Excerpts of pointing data
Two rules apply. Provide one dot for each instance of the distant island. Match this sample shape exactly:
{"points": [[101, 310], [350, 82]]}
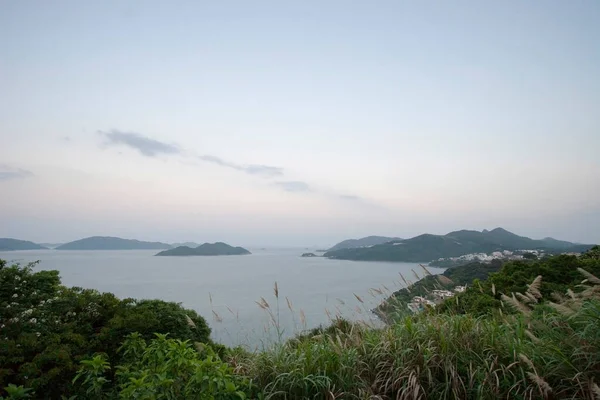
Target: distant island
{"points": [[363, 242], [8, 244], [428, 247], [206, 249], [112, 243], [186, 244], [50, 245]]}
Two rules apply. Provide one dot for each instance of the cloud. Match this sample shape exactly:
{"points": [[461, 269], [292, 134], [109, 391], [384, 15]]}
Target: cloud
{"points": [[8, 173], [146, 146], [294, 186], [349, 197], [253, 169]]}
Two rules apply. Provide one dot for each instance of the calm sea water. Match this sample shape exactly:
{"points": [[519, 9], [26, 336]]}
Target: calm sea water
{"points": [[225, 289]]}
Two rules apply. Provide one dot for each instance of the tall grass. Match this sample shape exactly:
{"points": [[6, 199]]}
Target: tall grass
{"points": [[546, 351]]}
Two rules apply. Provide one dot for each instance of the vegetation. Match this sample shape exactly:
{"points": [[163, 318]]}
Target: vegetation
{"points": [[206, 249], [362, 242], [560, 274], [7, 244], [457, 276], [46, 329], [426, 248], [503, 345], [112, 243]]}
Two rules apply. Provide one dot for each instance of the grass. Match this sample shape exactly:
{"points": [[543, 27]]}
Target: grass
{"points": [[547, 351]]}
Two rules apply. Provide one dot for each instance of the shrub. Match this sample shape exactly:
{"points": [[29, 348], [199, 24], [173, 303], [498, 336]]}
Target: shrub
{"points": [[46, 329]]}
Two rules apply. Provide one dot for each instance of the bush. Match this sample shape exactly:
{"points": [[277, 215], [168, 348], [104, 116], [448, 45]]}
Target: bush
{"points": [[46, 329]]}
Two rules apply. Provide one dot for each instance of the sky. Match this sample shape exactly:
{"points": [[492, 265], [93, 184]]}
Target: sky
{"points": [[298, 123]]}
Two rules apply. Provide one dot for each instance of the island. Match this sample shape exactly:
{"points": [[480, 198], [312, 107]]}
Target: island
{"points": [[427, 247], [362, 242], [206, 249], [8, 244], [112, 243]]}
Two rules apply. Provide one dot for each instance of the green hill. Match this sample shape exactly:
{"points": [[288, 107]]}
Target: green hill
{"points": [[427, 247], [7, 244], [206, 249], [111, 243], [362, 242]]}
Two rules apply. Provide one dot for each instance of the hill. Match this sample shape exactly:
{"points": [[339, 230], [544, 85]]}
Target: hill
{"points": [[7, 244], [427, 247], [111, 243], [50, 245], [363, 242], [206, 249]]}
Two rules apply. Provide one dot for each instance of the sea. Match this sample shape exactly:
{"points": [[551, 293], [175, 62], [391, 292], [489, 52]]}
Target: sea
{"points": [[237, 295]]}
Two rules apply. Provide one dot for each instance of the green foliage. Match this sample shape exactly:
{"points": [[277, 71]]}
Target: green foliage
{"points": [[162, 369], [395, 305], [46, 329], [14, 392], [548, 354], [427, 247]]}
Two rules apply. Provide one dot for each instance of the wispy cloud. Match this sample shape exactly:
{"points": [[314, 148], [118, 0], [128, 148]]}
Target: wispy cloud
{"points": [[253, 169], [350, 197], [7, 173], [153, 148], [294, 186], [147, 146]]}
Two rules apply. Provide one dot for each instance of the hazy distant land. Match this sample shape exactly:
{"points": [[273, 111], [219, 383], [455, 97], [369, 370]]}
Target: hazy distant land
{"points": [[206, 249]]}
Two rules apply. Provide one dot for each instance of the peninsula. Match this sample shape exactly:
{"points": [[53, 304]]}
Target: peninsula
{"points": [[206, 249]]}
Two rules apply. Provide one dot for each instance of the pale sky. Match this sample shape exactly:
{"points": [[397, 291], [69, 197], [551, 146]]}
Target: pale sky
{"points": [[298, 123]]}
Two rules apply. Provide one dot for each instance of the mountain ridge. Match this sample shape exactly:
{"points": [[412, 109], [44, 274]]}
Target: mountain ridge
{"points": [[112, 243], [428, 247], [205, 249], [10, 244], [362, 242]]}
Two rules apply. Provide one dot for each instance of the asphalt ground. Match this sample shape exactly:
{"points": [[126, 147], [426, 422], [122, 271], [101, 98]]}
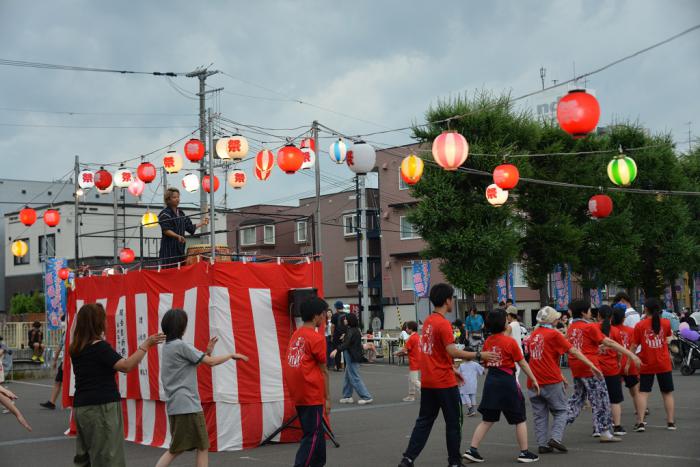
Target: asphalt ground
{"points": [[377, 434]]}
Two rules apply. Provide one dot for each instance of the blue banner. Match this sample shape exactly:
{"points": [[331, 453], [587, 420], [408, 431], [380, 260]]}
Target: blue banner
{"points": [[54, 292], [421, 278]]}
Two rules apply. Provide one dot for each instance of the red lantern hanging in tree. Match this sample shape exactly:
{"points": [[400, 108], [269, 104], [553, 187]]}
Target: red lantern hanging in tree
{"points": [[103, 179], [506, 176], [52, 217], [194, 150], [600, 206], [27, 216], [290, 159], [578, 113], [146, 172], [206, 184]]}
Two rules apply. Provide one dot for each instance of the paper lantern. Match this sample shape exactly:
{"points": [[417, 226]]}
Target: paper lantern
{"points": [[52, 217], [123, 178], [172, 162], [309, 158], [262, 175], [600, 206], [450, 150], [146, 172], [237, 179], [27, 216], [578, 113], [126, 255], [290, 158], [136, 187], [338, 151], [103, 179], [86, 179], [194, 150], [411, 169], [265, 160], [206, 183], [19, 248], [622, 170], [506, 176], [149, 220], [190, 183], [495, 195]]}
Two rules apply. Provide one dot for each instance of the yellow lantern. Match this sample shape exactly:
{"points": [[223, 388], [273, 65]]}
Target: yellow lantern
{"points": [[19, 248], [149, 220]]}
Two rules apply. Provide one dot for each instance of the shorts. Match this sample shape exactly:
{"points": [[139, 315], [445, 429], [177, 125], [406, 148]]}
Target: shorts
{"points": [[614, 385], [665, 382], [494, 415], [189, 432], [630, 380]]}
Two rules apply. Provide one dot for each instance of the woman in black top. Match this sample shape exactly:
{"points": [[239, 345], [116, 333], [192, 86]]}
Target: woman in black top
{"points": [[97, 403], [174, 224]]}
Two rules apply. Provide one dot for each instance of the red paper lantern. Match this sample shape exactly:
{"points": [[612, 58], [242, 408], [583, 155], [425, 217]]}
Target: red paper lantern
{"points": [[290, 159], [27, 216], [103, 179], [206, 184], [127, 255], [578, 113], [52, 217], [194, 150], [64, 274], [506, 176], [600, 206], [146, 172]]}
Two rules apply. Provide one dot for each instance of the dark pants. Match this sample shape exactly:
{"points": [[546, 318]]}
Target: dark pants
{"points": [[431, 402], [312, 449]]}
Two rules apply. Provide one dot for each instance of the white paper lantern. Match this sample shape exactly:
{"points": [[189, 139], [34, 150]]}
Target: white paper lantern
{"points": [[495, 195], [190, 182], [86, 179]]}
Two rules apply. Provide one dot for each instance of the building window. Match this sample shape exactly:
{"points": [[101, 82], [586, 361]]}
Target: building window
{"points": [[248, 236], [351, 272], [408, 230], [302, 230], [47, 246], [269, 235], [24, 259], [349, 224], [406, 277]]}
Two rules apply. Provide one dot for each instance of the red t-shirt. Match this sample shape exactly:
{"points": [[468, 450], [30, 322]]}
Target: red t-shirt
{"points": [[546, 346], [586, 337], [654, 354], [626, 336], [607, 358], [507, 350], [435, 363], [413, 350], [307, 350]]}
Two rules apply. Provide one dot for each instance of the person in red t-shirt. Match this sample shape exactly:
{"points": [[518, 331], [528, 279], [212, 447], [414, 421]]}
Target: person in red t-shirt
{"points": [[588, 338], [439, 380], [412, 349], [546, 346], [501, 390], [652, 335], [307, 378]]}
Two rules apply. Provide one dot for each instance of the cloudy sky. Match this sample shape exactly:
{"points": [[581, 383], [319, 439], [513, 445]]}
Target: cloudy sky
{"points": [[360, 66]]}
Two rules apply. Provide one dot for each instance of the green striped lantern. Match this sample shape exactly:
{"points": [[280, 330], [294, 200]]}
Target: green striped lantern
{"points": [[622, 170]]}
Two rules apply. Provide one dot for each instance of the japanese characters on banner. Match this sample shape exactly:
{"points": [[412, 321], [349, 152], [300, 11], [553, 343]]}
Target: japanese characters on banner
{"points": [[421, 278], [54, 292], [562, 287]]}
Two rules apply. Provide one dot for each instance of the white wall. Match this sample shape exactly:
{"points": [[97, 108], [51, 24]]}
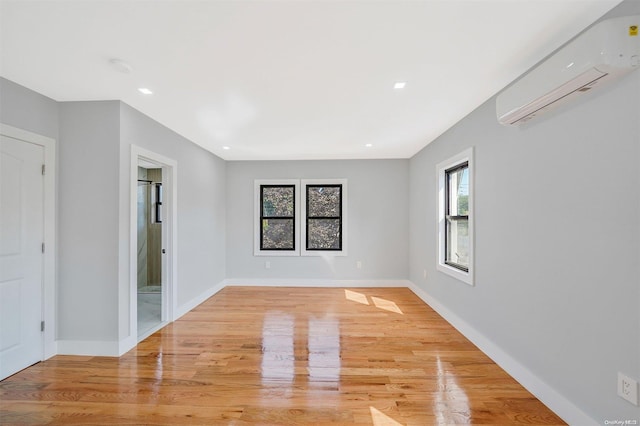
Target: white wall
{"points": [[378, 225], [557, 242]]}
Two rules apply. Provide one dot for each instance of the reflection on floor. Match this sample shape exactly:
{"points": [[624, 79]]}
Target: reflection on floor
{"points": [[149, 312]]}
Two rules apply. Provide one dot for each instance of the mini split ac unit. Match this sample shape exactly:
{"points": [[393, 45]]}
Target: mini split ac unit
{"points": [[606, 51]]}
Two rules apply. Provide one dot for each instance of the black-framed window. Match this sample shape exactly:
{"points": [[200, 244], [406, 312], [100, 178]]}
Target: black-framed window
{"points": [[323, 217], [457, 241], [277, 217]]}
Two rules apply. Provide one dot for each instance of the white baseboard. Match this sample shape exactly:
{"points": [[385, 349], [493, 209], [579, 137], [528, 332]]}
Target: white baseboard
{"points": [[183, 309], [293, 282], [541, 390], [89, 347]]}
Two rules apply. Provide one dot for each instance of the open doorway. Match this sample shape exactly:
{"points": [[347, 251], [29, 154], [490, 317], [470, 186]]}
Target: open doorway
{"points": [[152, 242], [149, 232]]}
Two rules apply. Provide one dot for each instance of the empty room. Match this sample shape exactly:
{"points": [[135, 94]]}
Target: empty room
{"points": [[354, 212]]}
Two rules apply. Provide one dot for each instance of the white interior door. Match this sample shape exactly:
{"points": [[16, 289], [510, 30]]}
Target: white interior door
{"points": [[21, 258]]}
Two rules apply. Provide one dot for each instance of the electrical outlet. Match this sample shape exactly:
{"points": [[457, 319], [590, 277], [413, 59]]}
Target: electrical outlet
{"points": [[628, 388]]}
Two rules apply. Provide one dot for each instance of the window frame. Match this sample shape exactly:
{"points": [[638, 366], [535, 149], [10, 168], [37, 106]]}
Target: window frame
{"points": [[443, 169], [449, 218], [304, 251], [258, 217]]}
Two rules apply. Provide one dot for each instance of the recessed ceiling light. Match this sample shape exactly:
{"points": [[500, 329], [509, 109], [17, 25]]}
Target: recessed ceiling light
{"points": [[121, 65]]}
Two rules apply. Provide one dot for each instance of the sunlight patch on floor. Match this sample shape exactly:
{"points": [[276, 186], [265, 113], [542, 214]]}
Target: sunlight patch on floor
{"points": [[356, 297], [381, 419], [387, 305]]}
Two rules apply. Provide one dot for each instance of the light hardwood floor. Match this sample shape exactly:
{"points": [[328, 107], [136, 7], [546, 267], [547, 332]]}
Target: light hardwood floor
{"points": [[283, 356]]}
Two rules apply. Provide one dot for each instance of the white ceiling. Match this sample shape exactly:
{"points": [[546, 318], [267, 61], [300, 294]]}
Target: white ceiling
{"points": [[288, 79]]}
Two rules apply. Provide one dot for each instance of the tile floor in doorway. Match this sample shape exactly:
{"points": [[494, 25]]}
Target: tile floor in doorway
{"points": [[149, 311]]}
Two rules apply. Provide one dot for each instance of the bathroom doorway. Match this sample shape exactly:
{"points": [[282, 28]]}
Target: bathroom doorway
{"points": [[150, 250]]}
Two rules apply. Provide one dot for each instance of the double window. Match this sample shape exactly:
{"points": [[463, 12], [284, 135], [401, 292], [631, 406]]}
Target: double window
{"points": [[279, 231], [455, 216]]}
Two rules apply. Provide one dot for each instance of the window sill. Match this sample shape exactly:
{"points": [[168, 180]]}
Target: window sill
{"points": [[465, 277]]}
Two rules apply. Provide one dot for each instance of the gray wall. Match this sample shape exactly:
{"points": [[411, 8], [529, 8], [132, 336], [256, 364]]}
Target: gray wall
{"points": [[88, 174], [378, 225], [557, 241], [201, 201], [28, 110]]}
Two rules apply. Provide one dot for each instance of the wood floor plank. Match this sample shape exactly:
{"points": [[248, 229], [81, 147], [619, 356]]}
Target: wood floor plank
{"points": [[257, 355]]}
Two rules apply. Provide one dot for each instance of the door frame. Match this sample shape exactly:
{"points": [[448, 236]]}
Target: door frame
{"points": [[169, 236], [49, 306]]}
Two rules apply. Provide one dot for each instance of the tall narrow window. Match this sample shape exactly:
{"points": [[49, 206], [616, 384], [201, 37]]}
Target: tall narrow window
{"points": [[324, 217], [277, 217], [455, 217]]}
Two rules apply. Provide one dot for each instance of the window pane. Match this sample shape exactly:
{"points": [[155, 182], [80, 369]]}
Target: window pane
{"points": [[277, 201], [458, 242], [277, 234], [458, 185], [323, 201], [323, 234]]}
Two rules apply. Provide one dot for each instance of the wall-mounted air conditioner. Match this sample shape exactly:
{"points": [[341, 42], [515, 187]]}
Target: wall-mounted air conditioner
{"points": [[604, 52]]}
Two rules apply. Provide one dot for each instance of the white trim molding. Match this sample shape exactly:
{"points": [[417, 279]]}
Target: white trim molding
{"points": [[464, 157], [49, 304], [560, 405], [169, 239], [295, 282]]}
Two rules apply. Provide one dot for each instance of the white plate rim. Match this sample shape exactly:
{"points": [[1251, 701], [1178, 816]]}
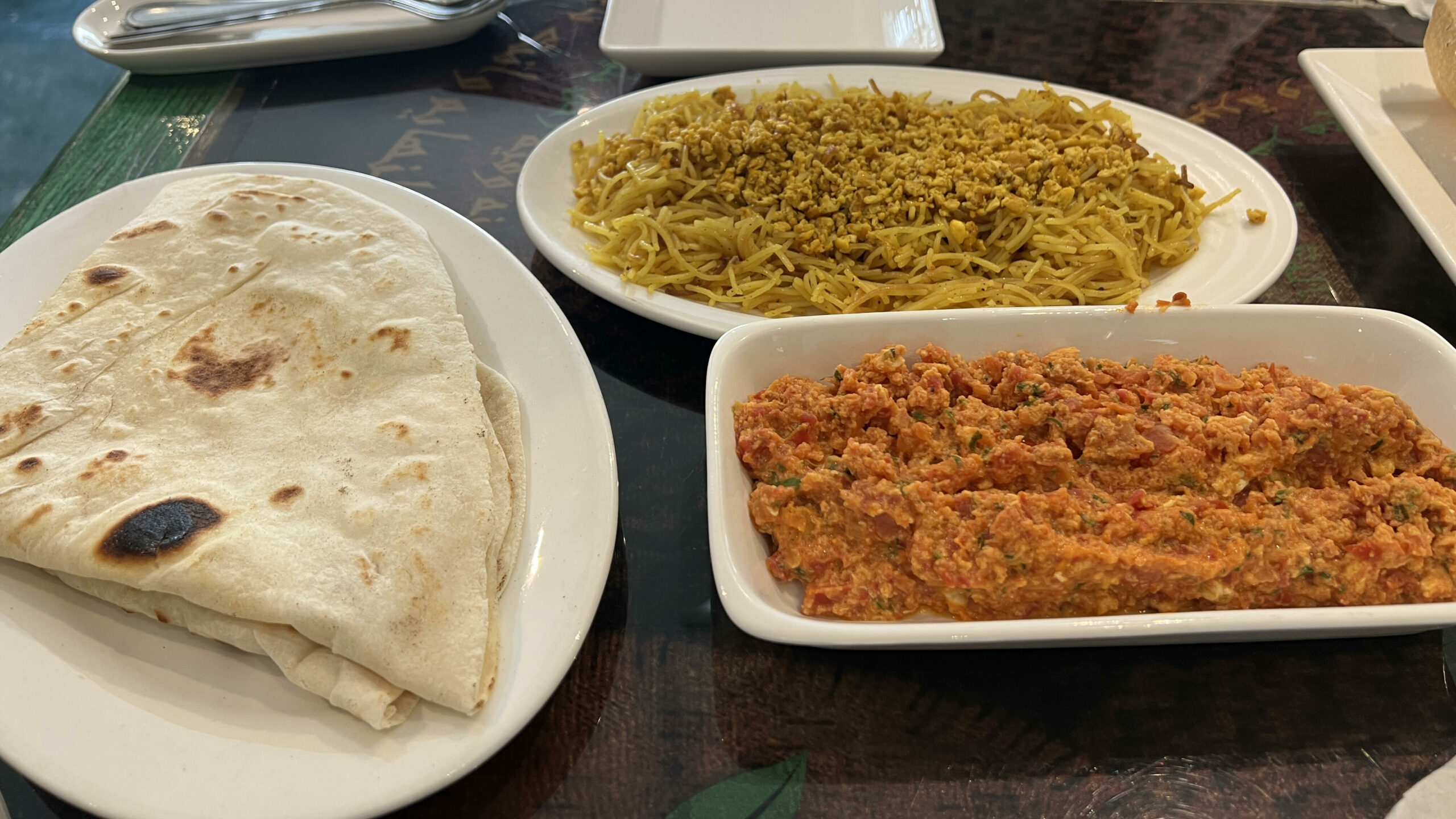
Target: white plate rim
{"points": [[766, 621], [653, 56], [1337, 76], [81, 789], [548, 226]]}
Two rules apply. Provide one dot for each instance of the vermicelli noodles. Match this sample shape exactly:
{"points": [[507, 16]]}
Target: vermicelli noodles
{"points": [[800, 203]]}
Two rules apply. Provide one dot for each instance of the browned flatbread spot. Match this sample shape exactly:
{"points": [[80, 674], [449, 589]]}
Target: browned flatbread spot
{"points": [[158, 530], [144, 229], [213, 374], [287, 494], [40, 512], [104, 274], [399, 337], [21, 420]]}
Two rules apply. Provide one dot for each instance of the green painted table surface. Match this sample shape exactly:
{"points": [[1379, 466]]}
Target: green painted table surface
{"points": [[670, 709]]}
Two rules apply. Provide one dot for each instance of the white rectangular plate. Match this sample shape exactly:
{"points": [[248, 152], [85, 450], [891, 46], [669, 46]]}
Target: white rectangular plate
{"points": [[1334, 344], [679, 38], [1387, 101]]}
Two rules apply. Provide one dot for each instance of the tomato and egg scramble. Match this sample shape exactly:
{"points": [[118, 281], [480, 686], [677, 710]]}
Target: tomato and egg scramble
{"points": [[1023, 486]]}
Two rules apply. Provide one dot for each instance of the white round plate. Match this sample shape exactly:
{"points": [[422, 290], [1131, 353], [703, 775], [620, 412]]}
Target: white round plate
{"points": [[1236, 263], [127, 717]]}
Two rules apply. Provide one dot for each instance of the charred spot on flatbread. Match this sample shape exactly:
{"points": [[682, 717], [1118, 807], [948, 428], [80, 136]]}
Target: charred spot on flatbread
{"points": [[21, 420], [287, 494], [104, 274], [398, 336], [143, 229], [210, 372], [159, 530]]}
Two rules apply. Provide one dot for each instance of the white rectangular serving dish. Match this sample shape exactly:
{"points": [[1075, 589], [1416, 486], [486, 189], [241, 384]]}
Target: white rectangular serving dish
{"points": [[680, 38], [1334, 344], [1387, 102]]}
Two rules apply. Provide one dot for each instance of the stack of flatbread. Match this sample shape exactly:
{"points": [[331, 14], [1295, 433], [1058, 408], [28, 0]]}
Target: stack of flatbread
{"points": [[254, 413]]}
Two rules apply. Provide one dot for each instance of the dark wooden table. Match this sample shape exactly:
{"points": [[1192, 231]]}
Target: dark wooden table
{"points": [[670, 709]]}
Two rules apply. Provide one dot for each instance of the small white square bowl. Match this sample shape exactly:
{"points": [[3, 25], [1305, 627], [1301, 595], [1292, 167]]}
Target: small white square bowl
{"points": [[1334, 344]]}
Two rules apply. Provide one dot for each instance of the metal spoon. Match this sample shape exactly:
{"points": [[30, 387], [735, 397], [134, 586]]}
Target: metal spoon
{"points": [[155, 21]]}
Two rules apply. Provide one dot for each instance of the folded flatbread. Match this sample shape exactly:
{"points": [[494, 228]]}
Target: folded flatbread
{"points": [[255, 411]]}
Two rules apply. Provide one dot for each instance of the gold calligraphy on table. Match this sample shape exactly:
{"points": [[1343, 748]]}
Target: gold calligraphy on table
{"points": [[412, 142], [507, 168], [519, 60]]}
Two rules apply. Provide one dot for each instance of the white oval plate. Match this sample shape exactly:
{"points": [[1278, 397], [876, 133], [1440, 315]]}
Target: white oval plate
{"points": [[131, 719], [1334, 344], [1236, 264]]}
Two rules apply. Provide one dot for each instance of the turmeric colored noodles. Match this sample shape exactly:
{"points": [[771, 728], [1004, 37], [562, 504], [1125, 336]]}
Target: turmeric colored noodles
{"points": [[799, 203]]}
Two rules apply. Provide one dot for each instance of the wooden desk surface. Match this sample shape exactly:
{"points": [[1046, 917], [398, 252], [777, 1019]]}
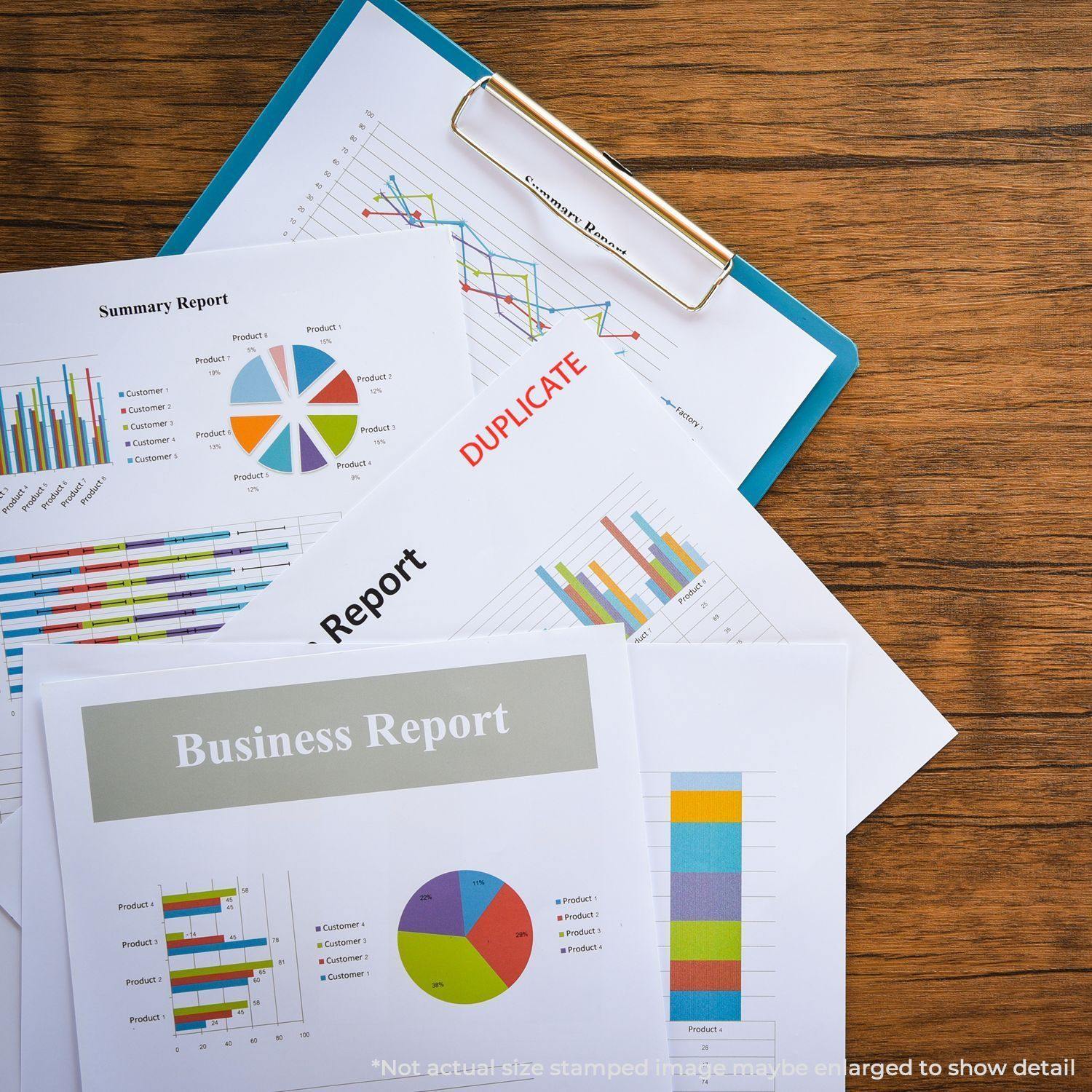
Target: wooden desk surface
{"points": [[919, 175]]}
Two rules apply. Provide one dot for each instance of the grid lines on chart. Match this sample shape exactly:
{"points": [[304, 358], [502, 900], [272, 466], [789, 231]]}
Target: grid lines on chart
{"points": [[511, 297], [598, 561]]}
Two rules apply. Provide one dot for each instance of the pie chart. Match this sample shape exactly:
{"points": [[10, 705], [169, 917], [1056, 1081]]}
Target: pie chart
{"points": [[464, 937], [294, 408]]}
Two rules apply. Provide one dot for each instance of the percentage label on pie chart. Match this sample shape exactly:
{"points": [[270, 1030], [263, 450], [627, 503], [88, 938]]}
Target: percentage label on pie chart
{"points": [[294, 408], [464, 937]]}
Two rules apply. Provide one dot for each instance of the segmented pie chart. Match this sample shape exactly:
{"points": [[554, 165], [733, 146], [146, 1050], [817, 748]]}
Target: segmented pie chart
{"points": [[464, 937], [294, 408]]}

TASK INSTRUCTIONS: Send back exactly the lines from the line with "of the grid" through the end of the records.

RESULT OF THE TASK:
Two rules apply. Provide one dot for each instance of the grid lines on chart. Match this sample shape exactly:
{"points": [[304, 358], [502, 900], [272, 466], [789, 231]]}
Target: grid lines on chart
{"points": [[511, 297], [598, 561]]}
Two rules apply. Provide one dot for each instance of the pie chart. Match this sample shape exactly:
{"points": [[10, 705], [169, 917], [1056, 1081]]}
Target: pie chart
{"points": [[464, 937], [294, 408]]}
Two rules apply. Provide one dot for each instance of the percentage label on pie chart. Match this sample shape exactly:
{"points": [[270, 1030], [263, 450], [627, 503], [88, 938]]}
Target: percentage label on pie chart
{"points": [[294, 408], [464, 937]]}
Two rules apply. Provide one dot for each instance of the segmented pie chart. Match this sample shape exactly:
{"points": [[554, 165], [733, 146], [146, 1050], [817, 748]]}
Target: segmented pie chart
{"points": [[464, 937], [294, 408]]}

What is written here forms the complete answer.